### Records provided:
┄┄┄┄┄┄

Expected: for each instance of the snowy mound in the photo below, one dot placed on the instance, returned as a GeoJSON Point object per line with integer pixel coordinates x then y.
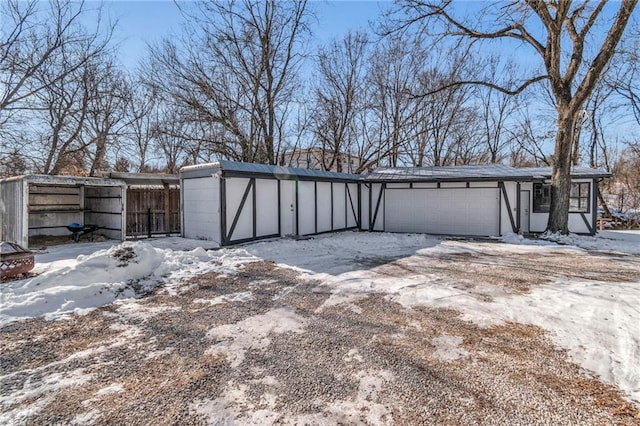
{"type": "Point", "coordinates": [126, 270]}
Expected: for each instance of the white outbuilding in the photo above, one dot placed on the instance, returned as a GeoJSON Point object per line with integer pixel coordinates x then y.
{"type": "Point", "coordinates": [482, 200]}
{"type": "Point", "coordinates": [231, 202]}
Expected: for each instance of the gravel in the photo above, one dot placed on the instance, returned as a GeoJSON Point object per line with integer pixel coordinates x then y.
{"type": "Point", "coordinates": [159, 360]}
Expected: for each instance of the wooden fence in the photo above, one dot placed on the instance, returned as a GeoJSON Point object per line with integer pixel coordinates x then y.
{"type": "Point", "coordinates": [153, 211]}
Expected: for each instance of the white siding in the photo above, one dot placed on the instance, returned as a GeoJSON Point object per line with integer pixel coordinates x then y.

┄┄┄┄┄┄

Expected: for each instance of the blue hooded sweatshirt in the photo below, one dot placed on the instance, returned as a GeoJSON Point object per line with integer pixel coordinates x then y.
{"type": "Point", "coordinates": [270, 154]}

┄┄┄┄┄┄

### Aim of the task:
Everything above from the line containing "Expected: for each instance of the white outbuilding" down to the line containing "Expected: for each instance of the white siding" should be copied exactly, both end lines included, and nothing else.

### Solution:
Expected: for each instance of the white outbuilding in the photo above, one dot placed on the instance, returned as a GeoJSON Point object per line with integer pixel coordinates x then y.
{"type": "Point", "coordinates": [482, 200]}
{"type": "Point", "coordinates": [231, 202]}
Expected: for each instance of the gravel in the photo above, one dot placed on the instance, returned as a GeoJSON Point object per line with integer pixel coordinates x then y.
{"type": "Point", "coordinates": [159, 360]}
Expected: for each instance of the wooden fence in the photo above, one dot placed on the instance, returned as a GeoJSON Point object per line with integer pixel coordinates x then y.
{"type": "Point", "coordinates": [153, 211]}
Expected: for each instance of the white siding in the photo above, one dot placed on the instance, returned as a GeoJSON Point object per line with integer pixel coordinates x then y.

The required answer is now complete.